- Problem details
Render the material below as a Markdown table with the columns Row and Line. Give each nonblank line its own row, with its number under Row and its text under Line.

- Exercise input
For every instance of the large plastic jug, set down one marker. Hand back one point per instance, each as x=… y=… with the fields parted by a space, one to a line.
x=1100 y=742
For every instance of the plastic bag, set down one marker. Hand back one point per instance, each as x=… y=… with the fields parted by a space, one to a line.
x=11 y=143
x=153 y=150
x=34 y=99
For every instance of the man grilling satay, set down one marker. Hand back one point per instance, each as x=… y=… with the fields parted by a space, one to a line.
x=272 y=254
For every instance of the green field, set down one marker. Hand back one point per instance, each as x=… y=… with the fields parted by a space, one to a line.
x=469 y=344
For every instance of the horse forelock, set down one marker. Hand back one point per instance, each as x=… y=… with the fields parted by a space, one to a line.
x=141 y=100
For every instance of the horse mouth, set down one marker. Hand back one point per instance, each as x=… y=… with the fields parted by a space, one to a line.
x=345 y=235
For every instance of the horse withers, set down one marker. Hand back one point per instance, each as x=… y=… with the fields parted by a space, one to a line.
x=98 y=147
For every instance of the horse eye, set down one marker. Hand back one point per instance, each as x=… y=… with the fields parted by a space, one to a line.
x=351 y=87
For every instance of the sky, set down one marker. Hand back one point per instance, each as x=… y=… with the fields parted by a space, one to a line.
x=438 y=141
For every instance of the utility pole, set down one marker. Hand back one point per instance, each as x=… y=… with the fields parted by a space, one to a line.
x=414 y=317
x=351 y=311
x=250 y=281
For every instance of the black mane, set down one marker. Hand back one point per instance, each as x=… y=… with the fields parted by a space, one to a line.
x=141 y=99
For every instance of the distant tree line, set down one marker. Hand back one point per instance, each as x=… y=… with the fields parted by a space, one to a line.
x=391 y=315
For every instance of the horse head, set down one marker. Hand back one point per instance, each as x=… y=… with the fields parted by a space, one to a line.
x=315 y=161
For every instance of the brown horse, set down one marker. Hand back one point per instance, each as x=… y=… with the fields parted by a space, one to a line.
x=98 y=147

- Final result
| Row | Line |
|---|---|
| 1 | For every instance of the large plastic jug, set down one marker. Hand back one point per instance, each as x=… y=… with the fields parted by a space, one to a line. |
| 2 | x=1100 y=742 |
| 3 | For every instance of the plastic bag, set down one marker. Hand back one point per instance, each as x=… y=… with the fields parted by a space, one to a line. |
| 4 | x=11 y=143 |
| 5 | x=153 y=150 |
| 6 | x=34 y=99 |
| 7 | For every instance of the man grilling satay, set down one marker. Hand back one point per instance, each as x=… y=… with the fields parted by a space, one to a line. |
| 8 | x=272 y=254 |
| 9 | For every instance of the green field, set down one marker. Hand back one point per instance, each as x=… y=… with the fields parted by a space, one to a line. |
| 10 | x=469 y=344 |
| 11 | For every instance of the horse forelock, set down one marker. Hand back one point per instance, each as x=… y=… with the fields parted by a space, one to a line. |
| 12 | x=141 y=100 |
| 13 | For every instance of the horse mouth, set down one marker. Hand back one point per instance, each as x=… y=… with the fields parted by a space, one to a line. |
| 14 | x=345 y=235 |
| 15 | For every instance of the horse withers, set down one marker. Hand back one point per instance, each as x=… y=… with the fields parted by a space, one to a line. |
| 16 | x=98 y=147 |
| 17 | For every instance of the horse eye, set down one marker. Hand back one point per instance, each as x=… y=… with the fields parted by a space, one to a line. |
| 18 | x=351 y=87 |
| 19 | For every instance of the sky, set down one marker. Hand back one point per instance, each as x=… y=… with the fields parted by a space, one to a line. |
| 20 | x=438 y=141 |
| 21 | For every instance of the utility pole, set down one marker. Hand back one point per instance, each as x=… y=… with the fields parted by a space, one to a line. |
| 22 | x=414 y=317 |
| 23 | x=351 y=311 |
| 24 | x=250 y=281 |
| 25 | For every instance of the black mane, set down one marker. Hand back one point per instance, each as x=… y=… with the fields parted by a space, one to a line. |
| 26 | x=141 y=99 |
| 27 | For every instance of the distant tree line, set down one marker. Hand back one point per instance, each as x=… y=… with the fields parted by a space, one to a line. |
| 28 | x=391 y=315 |
| 29 | For every instance of the horse head, set down one marker. Hand back one point per instance, each as x=… y=… with the fields parted by a space, one to a line. |
| 30 | x=315 y=161 |
| 31 | For every instance of the brown horse, set down one marker. Hand back one point per instance, each as x=… y=… with the fields parted by a space, one to a line. |
| 32 | x=98 y=147 |